**FRAGMENTO ORIGINAL:**
:::::

Hist. mex. vol.67 no.2 Ciudad de México oct./dic. 2017

 

Reseñas

Erika Pani, Historia mínima de Estados Unidos

Gregory Downs* 

Traducción:

Adriana Santoreña1 

* University of California, Davis.

Pani, Erika. Historia mínima de Estados Unidos. México: El Colegio de México, 2016. 271p. ISBN: 978-607-462-877-7.


Como un rascacielos visto desde el otro lado de la calle, Estados Unidos es tan vasto que resulta a la vez imposible de pasar por alto y peculiarmente difícil de ver. Si bien la presencia de Estados Unidos pesa desde hace mucho sobre los habitantes del continente americano y, durante el último siglo, del mundo, la estructura y las proporciones actuales del país -su alcance y sus límites- siguen siendo difíciles de estimar. Los historiadores de Estados Unidos, tanto en América como en otros lugares, luchan por capturar el país de carne y hueso, no como un representante excepcional de tipos ideales ni como un poder hegemónico peculiarmente cínico, sino, como Thomas H. Bender lo articuló hace una década, como un “país entre países”, representante no de virtudes ni de vicios, sino de las transformaciones históricas que han dado forma al mundo.

:::::

**EXTRACTOS DE REGISTROS:**
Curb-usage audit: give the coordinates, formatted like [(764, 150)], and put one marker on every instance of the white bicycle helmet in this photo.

:::::

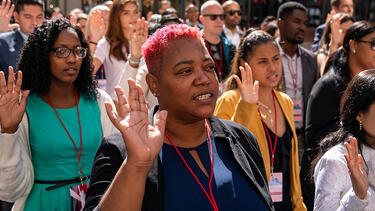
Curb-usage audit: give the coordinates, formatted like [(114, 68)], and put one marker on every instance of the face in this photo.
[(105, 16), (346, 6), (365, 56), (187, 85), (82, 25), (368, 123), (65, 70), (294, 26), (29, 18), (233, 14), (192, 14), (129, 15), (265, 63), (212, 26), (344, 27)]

:::::

**PROBLEMAS POR RESOLVER:**
a - Indique, por favor, si cada afirmación coincide con la reseña, con sí o no y las palabras exactas que lo deciden: (i) el libro reseñado lo publicó El Colegio de México en 2016; (ii) Thomas H. Bender describió a Estados Unidos como un "país entre países" hace un siglo; (iii) el libro tiene 271 páginas.
b - Según la reseña, ¿con qué se compara a Estados Unidos en su primera oración?

**RESPUESTAS DE EJERCICIOS:**
a -
(i) Sí: "México: El Colegio de México, 2016".
(ii) No: "como Thomas H. Bender lo articuló hace una década".
(iii) Sí: "271p."

b - Con un rascacielos visto desde el otro lado de la calle.